**Work task:**
An exact copy of the entries below is the expected answer.

|---|

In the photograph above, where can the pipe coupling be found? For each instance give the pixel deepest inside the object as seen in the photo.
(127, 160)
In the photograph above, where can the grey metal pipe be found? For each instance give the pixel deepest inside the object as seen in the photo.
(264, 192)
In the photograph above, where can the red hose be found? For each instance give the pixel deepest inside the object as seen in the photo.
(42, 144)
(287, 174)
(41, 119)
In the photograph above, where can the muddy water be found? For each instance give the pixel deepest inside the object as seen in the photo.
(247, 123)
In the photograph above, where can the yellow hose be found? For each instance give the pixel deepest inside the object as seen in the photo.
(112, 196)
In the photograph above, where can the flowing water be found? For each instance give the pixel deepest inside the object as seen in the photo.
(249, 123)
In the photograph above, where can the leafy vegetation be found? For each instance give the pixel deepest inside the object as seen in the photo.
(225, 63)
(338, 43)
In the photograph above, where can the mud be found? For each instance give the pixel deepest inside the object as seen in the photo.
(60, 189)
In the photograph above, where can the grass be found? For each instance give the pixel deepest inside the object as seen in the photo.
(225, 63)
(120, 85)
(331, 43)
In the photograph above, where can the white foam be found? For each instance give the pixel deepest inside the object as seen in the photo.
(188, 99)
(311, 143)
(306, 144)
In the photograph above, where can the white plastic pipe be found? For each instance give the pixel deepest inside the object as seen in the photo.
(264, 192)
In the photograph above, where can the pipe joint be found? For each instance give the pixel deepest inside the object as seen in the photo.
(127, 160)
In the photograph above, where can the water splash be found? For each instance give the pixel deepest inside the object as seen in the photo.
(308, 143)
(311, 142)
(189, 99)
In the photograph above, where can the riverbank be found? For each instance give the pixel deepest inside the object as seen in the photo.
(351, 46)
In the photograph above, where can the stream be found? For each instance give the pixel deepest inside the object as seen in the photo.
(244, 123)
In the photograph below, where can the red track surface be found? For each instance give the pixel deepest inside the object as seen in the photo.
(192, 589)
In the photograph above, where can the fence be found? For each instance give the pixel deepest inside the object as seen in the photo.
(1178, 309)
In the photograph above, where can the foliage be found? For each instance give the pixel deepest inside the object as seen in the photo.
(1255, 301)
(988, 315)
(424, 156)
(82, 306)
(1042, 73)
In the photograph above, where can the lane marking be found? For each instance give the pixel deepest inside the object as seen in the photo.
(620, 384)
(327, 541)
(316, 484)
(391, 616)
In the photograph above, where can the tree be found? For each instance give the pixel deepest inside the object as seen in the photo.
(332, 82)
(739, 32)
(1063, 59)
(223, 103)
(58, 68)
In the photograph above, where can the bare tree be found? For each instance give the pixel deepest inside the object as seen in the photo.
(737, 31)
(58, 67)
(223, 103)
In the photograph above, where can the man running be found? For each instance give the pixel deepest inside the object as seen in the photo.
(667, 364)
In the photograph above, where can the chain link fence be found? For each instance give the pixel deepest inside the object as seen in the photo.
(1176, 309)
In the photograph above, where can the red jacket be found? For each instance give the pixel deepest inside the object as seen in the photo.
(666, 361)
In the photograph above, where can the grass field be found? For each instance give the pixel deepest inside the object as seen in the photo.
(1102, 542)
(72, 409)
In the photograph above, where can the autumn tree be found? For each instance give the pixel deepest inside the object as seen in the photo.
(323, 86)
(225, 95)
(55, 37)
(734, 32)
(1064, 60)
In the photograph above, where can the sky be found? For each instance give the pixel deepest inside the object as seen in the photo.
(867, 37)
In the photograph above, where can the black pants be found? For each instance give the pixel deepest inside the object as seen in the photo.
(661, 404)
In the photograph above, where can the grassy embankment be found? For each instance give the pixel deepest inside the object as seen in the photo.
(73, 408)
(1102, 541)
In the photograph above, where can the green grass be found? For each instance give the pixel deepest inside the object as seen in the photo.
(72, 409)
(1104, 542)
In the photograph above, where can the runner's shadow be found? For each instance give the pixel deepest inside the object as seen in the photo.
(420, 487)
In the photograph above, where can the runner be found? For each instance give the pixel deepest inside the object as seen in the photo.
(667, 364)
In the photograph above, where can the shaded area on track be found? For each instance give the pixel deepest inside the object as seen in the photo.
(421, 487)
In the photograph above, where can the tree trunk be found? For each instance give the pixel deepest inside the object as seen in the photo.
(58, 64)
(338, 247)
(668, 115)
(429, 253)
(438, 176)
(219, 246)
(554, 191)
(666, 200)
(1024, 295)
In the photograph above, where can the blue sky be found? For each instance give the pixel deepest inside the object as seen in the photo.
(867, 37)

|---|

**Answer:**
In the photograph above, where can the pipe coupling be found? For each instance give the pixel deepest inside the object as seen in the photo.
(127, 160)
In the photograph above, where can the grey metal pipe be found? For each instance give the pixel deepest inside the object as seen in the photo.
(264, 192)
In the photograph above, where can the red hose be found? For each instance give the pixel deepest inside the object as seen in the photo.
(42, 144)
(287, 174)
(41, 119)
In the photograph above, where can the muddy water be found? For each instance give the pixel deepest inside the object as seen in the photo.
(247, 123)
In the photograph above, where can the yellow hose be found? For each instance give the pixel deepest inside the object as seen in the photo.
(112, 196)
In the photograph above, where can the flowing water be found? For each instance give the pixel deepest inside the object as seen in the photo.
(249, 123)
In the photograph above, where can the leafy vegetation be found? For each instance give the pixel deepest inside the object as seen in the photo.
(225, 63)
(338, 43)
In the photograph above, where can the mud be found? For each instance give the pixel deepest inside the object as seen in the photo.
(60, 189)
In the photograph above, where can the grass be found? For each instance give the pixel deepest inside the object as seen in the photo.
(225, 63)
(120, 85)
(331, 43)
In the photograph above, where can the white foam be found? For each instance give the pixel deepest inside the object as seen in the photo.
(188, 99)
(311, 143)
(306, 144)
In the photograph above, where can the white plastic pipe be found? For each instance give the pixel deepest inside the object as seen in the photo.
(264, 192)
In the photograph above, where can the pipe joint be found? For each instance give the pixel deepest inside the object as seen in the photo.
(127, 160)
In the photograph above, where can the water splash be found? For each instance give the pixel deepest inside the object as seen in the photo.
(308, 143)
(311, 142)
(189, 99)
In the photograph above, where can the riverbank be found? For each instance give the pixel deepest inside the object as seen in the photo.
(351, 46)
In the photograph above, where can the stream be found? For each instance give the pixel deepest inside the object as seen in the photo.
(244, 123)
In the photograph below, where can the red track surface be found? For each instance give the pixel deepest inside the object as seen in the photo.
(192, 589)
In the photograph above, where can the fence be found? For each instance give the pixel deepest inside the object as seen in the photo.
(1178, 309)
In the photograph above, where can the foliage be found? For each instance give the pixel deepest inside the object as seen in the photo.
(1255, 301)
(988, 315)
(424, 156)
(82, 306)
(1042, 73)
In the photograph above, where can the lane marking be found? For each instance give the pixel deepest inside the object as seen in the photo.
(620, 384)
(327, 541)
(316, 484)
(391, 616)
In the photograph above, where can the tree be found? For each instance give the pixel deepest inside the object as seen in the photo.
(332, 82)
(739, 32)
(1063, 59)
(223, 103)
(58, 68)
In the photograph above, where can the bare tree be found? For each instance give the pixel deepest inside the object as seen in the photo.
(737, 31)
(58, 67)
(223, 103)
In the photograph above, where can the man running be found? For each instance give the pixel deepest inside the object as seen in the photo.
(667, 364)
In the photograph above, where can the chain link fence be found? For each instance give the pixel deepest inside the object as seen in the photo.
(1176, 309)
In the photograph above, where can the red jacket be found? For each instance give the pixel deepest inside the object as seen in the photo.
(666, 361)
In the photograph above, where can the grass field be found? For each instance give the pixel deepest inside the object as seen in the photo.
(1102, 542)
(72, 409)
In the photograph above, where can the autumn tree be found? For each instance give the pixel deepest inside the object as seen in the photo.
(323, 86)
(225, 95)
(55, 37)
(734, 32)
(1064, 60)
In the photograph above, where can the sky be found? For each instance give the pixel deepest inside the object as seen in the photo.
(867, 37)
In the photograph above, where can the black pants be found? For each instance give the pixel deepest inside the object as seen in the photo.
(661, 404)
In the photograph above, where can the grassy embankment be found? For each instance give the pixel deepest inside the object as seen in the photo.
(73, 408)
(1102, 541)
In the photograph above, where can the green grass be found? For each instance give the pixel deepest inside the object as seen in the photo.
(72, 409)
(1104, 542)
In the photograph above, where can the runner's shadow be found? For each instance give the pixel deepest inside the object as seen in the photo.
(420, 487)
In the photograph above, where can the runner be found? For each instance give the pixel deepest inside the object as seen in the photo.
(667, 364)
In the photograph above, where can the shaded area on track be found? For each instance give the pixel deepest inside the object as seen in the photo.
(421, 487)
In the photograph above, where can the tree trunk be found? For each instance give the pixel deepest inside the object as seen in the photo.
(58, 64)
(338, 247)
(668, 115)
(429, 253)
(438, 176)
(219, 246)
(554, 191)
(666, 200)
(1024, 295)
In the photograph above, where can the blue sky be found? For each instance give the pixel deepest inside the object as seen in the photo.
(867, 37)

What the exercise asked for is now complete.